▶ [Given records]:
--------------------

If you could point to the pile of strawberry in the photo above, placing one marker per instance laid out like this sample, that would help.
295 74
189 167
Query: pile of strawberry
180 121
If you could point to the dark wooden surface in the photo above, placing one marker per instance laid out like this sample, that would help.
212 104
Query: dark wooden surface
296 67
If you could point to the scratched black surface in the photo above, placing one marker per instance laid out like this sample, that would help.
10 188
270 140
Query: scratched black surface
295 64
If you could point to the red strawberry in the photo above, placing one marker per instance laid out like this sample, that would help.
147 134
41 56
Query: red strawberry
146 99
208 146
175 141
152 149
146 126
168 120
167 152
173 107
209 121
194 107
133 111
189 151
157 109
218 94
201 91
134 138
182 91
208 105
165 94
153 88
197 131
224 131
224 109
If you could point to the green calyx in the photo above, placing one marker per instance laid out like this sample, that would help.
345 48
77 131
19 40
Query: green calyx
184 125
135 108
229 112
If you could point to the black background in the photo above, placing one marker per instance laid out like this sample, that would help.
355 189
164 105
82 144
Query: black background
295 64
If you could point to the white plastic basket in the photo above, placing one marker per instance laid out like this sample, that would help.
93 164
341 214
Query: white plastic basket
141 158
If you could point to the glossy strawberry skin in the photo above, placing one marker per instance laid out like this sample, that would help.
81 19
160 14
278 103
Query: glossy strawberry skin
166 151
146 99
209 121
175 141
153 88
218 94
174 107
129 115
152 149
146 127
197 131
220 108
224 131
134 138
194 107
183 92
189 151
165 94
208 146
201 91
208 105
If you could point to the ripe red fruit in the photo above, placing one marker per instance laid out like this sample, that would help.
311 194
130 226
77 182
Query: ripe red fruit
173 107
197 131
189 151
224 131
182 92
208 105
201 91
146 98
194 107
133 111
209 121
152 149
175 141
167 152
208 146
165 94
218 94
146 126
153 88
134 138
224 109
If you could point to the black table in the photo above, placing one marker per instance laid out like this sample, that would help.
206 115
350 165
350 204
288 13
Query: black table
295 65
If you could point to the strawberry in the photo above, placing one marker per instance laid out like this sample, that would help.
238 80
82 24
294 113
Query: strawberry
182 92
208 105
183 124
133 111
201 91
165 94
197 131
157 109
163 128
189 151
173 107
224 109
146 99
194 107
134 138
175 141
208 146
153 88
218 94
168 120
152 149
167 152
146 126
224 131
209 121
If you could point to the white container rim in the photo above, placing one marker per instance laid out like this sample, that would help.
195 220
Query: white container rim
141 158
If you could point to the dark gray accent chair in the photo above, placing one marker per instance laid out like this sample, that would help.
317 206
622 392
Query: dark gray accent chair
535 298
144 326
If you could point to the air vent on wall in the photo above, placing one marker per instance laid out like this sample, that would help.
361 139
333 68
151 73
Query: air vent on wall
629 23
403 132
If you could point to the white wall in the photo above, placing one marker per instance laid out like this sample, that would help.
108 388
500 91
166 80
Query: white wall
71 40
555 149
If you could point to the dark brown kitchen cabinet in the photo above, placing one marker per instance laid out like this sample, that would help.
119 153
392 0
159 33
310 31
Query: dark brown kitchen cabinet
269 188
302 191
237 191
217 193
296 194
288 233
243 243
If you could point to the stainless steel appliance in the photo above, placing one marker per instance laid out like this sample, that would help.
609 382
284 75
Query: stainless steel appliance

--------------------

▶ [Instructions to follow]: In the listing above, find each line containing "appliance" and copy it.

▶ [Response]:
If you could point to the stainless steel appliance in the photo above, placing one marker per instance laid out like this sample, that would help.
Query: stainless steel appliance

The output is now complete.